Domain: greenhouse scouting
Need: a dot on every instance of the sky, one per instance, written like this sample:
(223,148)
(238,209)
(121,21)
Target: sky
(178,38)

################

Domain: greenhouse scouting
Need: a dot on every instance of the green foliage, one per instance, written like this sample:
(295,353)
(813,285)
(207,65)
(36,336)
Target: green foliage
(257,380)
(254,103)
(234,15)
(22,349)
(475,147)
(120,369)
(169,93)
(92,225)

################

### What is required
A single number is the answer: the count of lines above that include the string "instance".

### Completed task
2